Task brief
Swap "Return the detection" for "Give the location" in the stretch from the line containing "for asphalt pavement." through the line containing "29,6,184,248", and write out only those lines again with nothing else changed.

Extracted data entries
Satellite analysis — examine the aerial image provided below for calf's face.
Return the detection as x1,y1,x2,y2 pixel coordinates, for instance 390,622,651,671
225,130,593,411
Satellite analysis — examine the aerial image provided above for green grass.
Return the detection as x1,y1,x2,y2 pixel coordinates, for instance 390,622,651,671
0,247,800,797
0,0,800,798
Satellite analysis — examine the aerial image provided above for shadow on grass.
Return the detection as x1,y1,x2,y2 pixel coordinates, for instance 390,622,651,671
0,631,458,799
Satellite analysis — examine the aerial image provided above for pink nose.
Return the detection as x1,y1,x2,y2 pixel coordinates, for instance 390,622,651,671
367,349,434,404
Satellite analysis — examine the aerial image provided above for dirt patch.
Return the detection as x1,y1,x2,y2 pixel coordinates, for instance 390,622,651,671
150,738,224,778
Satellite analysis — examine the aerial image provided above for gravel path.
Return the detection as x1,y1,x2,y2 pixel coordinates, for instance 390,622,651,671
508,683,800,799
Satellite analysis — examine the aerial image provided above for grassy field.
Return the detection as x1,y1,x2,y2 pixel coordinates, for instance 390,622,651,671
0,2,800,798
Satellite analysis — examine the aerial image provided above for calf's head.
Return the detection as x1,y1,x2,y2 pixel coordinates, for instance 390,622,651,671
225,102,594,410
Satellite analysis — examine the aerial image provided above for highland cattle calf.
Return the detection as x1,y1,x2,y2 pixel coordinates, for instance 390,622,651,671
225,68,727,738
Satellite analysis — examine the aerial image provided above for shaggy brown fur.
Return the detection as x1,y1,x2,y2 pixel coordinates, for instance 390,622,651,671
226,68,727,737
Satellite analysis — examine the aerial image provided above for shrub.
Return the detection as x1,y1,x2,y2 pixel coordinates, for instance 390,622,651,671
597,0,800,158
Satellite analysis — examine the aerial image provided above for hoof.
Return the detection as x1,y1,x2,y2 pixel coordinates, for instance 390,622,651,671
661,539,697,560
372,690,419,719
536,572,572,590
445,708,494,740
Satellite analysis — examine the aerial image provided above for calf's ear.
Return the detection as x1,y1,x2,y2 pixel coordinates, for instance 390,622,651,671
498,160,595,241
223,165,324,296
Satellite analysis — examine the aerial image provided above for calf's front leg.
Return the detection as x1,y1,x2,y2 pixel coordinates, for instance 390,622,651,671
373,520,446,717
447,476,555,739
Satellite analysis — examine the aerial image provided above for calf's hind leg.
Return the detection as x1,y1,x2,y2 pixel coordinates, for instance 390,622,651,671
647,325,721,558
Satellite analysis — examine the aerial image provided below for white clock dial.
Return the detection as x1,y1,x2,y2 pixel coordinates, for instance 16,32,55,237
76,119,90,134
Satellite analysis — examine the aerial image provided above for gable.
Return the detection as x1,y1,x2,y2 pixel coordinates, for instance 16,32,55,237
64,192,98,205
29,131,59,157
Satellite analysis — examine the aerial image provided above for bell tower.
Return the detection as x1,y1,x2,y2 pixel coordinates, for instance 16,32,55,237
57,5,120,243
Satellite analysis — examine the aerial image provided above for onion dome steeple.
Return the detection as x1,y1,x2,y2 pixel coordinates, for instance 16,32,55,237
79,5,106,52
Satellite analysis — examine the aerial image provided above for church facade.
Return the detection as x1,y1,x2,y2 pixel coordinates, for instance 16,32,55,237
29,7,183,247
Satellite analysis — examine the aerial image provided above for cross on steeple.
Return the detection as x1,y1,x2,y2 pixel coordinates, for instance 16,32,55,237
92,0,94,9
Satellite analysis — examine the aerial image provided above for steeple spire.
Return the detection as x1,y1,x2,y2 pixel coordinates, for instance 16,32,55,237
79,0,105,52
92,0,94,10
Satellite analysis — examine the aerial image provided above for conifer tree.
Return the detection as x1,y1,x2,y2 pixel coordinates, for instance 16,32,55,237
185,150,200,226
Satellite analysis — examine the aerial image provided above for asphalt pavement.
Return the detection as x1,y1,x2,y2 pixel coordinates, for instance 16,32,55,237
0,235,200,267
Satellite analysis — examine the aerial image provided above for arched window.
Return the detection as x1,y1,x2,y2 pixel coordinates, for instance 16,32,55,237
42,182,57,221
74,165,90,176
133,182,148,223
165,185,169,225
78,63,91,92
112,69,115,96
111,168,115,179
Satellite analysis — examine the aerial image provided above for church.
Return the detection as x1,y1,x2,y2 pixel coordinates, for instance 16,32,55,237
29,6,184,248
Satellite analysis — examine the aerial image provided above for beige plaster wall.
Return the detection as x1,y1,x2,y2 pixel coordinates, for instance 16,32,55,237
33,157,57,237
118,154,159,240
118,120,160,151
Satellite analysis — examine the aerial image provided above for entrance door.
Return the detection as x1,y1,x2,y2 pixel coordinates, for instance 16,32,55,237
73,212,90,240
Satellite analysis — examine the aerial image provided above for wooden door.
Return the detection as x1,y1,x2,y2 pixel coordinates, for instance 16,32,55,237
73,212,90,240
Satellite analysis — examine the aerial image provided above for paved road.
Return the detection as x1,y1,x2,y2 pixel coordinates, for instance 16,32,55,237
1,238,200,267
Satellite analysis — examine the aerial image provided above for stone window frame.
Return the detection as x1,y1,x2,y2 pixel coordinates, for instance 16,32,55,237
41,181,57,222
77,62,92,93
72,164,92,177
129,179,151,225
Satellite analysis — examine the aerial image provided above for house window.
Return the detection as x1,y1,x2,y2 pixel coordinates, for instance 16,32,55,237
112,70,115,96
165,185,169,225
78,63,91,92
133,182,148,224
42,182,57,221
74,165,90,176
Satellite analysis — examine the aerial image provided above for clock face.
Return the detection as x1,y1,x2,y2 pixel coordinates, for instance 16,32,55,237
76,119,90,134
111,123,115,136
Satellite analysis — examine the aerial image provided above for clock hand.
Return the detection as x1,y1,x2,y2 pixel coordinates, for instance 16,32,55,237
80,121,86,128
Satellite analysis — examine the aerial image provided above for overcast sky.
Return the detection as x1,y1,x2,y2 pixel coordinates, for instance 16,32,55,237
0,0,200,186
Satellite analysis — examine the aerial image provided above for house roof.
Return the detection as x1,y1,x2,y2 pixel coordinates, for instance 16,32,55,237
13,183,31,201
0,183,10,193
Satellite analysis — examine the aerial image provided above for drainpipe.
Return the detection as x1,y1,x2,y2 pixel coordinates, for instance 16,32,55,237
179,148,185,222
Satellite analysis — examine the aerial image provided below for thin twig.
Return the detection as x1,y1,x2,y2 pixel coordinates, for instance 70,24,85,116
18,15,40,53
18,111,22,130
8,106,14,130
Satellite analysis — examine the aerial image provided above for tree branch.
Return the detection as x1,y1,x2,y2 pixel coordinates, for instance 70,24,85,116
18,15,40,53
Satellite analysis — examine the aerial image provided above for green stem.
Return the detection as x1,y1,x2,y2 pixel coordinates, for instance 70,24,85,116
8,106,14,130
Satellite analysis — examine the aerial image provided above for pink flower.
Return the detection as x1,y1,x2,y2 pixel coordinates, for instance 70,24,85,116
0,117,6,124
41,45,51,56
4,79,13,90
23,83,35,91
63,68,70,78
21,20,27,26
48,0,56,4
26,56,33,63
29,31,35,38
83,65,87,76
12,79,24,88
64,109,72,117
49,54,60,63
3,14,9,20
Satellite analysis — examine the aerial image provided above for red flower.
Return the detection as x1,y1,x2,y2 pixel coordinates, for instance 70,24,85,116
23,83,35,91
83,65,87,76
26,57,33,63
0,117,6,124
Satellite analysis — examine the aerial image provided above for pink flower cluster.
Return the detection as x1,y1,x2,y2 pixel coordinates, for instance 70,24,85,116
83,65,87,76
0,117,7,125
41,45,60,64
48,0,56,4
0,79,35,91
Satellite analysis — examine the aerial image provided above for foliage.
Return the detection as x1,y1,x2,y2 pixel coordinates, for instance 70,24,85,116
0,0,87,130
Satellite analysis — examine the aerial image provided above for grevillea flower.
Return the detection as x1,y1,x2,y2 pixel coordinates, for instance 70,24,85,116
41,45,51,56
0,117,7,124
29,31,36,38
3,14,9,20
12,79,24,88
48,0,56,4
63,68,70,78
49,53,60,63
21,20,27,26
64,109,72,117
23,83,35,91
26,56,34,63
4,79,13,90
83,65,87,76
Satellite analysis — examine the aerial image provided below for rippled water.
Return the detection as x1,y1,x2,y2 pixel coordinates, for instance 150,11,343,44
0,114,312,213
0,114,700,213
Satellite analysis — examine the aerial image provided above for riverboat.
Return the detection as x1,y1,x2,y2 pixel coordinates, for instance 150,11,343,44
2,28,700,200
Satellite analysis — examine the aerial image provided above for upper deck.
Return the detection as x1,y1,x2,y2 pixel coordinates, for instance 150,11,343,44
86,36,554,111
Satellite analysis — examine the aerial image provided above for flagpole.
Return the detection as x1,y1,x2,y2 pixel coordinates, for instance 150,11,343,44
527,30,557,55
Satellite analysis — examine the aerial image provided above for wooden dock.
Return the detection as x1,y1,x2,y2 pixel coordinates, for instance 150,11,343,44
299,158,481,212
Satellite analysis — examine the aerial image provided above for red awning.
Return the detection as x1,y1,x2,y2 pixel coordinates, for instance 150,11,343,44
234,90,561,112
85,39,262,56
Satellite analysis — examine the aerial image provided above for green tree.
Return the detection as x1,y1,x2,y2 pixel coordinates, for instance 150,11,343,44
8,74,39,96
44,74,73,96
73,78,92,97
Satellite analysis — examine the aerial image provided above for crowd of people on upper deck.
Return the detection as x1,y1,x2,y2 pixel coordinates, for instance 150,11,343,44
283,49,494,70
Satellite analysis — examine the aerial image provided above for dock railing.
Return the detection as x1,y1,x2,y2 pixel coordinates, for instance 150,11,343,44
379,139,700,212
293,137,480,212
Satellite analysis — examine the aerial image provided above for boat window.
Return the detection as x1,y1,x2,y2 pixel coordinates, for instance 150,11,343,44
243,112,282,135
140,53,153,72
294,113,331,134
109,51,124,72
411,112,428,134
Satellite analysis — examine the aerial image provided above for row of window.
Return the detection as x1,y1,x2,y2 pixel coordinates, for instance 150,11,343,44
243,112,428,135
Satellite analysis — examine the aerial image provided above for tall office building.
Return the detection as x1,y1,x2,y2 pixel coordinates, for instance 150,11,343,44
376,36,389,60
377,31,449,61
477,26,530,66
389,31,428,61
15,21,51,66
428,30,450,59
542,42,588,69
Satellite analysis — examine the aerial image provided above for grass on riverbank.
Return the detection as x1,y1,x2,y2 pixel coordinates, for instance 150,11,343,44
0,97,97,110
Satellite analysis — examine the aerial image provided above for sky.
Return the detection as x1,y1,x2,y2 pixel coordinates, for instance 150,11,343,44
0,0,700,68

Exercise result
Satellite analysis — examine the aerial image provided above for asphalt pavement.
Give the location as x1,y1,x2,y2 pixel coordinates, for instance 16,32,55,237
0,235,200,267
Satellite analysis — examine the aerial image provided above for arched window.
Give the location as x1,y1,x2,y2 pixel coordinates, for instance 16,32,55,237
42,182,57,221
74,165,90,176
133,182,148,223
165,185,169,225
78,63,91,92
112,69,115,96
111,168,115,179
Satellite analysis — examine the aerial image provided above for church.
Give the location as x1,y1,x2,y2 pixel coordinates, for instance 16,32,55,237
29,6,184,248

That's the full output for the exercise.